Word for word, return the lines from the start of the entries below through the line that has "Target: power line".

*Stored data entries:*
===
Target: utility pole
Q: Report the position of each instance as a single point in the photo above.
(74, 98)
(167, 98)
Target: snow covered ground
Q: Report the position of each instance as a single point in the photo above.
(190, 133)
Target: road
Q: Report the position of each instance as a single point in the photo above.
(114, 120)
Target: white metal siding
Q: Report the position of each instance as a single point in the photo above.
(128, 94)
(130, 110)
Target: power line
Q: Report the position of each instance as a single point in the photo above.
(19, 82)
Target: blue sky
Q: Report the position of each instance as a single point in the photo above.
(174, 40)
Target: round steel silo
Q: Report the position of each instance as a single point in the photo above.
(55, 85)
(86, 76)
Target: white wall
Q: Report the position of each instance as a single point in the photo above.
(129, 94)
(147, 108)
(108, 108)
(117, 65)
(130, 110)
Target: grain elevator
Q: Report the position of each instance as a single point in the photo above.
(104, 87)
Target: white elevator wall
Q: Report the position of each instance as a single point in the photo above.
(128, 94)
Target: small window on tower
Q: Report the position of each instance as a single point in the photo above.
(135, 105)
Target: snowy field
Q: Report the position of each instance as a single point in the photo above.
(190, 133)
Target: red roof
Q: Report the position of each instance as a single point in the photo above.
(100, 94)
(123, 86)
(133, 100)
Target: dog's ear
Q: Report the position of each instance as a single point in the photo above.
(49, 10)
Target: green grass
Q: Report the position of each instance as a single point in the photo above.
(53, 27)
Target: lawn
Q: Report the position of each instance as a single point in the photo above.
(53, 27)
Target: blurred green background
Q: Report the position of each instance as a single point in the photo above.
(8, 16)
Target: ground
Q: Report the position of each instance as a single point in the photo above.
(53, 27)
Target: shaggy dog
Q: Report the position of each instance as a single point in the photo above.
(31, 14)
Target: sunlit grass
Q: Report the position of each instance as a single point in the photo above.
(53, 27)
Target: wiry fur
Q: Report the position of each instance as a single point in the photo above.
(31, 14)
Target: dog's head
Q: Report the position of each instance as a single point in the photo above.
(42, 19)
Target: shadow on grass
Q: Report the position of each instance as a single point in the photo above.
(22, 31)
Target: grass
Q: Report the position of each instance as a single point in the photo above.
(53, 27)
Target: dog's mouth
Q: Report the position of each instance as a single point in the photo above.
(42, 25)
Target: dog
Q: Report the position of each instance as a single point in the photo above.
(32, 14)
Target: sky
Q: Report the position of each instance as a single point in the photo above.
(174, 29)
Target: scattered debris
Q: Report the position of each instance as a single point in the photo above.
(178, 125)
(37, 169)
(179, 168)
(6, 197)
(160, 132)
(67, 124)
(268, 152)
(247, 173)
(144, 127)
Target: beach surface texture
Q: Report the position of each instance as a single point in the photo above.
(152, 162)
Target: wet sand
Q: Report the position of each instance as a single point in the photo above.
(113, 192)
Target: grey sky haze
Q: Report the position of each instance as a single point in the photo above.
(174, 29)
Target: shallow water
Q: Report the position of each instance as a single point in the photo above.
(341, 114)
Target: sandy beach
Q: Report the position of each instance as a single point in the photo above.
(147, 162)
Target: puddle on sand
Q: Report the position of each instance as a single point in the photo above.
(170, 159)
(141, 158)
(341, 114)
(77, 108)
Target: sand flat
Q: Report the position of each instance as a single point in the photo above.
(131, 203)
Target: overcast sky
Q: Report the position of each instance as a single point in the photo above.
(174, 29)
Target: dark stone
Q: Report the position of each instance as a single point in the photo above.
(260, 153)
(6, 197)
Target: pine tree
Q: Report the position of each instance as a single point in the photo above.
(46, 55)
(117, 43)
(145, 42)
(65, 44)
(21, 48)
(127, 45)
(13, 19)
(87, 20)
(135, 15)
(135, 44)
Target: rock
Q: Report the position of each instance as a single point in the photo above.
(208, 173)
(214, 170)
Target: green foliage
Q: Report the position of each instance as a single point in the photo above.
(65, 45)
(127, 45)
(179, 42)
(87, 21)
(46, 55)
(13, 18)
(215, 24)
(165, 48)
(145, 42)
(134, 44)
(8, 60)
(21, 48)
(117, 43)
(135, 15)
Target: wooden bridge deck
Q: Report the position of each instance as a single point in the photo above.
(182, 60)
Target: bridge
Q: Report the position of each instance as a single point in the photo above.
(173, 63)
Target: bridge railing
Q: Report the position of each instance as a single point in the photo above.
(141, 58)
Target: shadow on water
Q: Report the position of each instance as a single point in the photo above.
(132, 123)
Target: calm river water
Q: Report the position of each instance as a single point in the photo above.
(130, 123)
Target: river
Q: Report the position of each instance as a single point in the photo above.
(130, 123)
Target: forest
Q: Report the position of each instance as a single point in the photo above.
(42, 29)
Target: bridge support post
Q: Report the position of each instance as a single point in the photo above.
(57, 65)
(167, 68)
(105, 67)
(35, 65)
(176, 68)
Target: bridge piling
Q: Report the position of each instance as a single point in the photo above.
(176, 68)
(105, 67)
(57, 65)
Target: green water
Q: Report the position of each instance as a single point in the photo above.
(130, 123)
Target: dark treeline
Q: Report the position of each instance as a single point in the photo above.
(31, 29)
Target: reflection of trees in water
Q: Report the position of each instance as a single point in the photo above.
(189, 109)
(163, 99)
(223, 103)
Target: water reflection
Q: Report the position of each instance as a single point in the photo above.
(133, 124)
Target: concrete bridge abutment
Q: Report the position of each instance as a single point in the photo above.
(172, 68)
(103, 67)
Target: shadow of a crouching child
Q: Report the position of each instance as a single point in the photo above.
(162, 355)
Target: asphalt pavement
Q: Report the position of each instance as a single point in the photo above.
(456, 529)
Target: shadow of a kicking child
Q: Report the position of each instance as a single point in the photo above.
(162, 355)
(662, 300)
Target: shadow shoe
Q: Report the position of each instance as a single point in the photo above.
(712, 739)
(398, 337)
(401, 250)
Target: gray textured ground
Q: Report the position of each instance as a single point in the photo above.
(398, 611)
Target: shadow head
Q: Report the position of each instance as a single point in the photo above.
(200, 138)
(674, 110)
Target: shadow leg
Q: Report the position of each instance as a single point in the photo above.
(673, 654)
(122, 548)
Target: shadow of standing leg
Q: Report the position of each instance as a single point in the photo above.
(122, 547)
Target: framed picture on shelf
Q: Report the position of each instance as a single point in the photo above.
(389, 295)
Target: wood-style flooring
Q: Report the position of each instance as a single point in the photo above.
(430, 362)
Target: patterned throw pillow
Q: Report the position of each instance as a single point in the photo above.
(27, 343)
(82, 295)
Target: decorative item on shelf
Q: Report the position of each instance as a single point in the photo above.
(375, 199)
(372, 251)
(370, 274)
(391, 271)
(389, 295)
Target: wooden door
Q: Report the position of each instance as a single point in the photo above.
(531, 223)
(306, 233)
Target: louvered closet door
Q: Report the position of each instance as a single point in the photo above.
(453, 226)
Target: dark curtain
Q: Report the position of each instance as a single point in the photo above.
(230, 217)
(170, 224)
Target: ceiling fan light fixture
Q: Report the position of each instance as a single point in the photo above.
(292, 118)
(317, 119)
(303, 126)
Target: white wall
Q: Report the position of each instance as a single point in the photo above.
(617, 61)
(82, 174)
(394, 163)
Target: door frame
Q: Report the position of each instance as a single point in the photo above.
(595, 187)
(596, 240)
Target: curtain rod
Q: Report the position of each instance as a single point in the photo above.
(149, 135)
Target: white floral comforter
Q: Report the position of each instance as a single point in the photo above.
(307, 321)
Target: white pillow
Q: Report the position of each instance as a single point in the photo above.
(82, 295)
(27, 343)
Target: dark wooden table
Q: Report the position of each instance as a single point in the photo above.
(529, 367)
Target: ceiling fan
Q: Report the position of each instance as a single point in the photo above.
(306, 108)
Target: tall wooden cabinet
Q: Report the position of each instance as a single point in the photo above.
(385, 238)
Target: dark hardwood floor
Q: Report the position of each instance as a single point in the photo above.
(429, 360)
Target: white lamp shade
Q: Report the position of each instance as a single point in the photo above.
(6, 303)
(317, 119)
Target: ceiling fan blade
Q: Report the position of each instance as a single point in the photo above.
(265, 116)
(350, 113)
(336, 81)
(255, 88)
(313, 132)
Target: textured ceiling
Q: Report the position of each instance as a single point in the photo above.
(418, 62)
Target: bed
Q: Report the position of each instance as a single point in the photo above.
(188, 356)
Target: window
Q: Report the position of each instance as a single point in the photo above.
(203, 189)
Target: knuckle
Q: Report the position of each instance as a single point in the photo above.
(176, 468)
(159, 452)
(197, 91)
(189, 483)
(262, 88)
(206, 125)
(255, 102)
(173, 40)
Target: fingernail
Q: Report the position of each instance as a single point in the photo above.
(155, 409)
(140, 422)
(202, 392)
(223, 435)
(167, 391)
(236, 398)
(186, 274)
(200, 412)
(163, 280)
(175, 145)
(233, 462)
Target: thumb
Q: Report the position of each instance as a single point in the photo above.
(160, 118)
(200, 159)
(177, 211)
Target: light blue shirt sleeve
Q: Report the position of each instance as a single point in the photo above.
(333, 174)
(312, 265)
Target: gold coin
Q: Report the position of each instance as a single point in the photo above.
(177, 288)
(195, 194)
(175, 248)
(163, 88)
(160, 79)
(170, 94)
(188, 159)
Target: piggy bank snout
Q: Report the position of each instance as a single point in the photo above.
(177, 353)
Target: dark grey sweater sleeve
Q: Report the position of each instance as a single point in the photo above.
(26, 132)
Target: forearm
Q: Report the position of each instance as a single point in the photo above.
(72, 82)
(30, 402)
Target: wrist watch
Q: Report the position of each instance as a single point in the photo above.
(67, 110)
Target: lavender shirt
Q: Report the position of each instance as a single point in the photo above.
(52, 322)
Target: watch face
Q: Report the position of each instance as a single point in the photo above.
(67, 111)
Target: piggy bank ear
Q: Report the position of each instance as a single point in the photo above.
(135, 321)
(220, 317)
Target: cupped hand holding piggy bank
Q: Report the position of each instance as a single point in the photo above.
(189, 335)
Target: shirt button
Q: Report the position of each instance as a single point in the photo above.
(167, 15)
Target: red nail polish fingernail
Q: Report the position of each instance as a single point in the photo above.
===
*Output for this task:*
Target: utility pole
Q: Report the position of each instance as a single point in the photo above.
(74, 98)
(167, 98)
Target: snow covered ground
Q: Report the position of each instance as a single point in the photo above.
(190, 133)
Target: road
Q: Report the position of each instance as a single point in the photo above.
(114, 120)
Target: white metal siding
Q: Report the position of each instance as a single point in the photo above.
(128, 94)
(130, 110)
Target: power line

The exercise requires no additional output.